> **Goal**: Pull out every line in the listing below that contains the word "license". Copy each of those lines in full.

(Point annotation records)
____

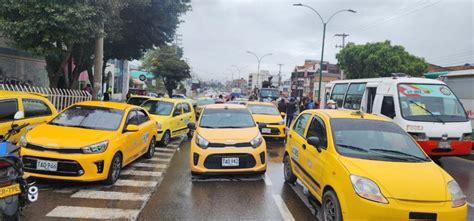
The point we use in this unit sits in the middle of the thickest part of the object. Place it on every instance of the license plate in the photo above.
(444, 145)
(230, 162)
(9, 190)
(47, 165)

____

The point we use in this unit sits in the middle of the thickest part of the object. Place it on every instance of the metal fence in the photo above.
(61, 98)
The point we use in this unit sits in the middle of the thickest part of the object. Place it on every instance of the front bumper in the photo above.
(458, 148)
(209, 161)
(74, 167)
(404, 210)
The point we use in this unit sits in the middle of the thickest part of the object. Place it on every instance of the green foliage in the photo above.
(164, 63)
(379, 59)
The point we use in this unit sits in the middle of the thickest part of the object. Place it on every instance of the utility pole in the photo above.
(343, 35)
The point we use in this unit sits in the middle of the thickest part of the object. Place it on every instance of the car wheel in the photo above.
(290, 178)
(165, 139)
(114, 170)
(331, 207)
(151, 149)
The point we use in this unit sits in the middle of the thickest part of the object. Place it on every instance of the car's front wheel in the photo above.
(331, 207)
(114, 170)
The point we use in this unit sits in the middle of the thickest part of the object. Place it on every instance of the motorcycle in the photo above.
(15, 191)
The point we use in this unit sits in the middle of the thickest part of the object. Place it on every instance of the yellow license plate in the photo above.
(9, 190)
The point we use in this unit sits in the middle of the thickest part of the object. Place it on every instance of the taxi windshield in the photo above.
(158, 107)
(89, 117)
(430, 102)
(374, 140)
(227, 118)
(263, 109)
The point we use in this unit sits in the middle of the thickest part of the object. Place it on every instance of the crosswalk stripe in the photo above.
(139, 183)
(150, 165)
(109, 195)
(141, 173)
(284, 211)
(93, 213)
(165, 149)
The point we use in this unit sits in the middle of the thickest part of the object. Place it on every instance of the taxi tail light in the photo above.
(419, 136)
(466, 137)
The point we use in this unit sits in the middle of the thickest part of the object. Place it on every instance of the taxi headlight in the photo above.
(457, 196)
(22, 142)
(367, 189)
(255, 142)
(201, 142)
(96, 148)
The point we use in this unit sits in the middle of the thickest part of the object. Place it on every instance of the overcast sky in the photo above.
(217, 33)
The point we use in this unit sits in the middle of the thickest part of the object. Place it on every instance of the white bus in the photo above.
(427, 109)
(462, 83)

____

> **Finished answer**:
The point we use in this unit sits in the middle of the thickest part of the object. Place it on every instance of the license plate in the photo above.
The point we use in this unit sits in the middle of the thickest part of the object. Place it on every instance of the yellow license plate in the photo above.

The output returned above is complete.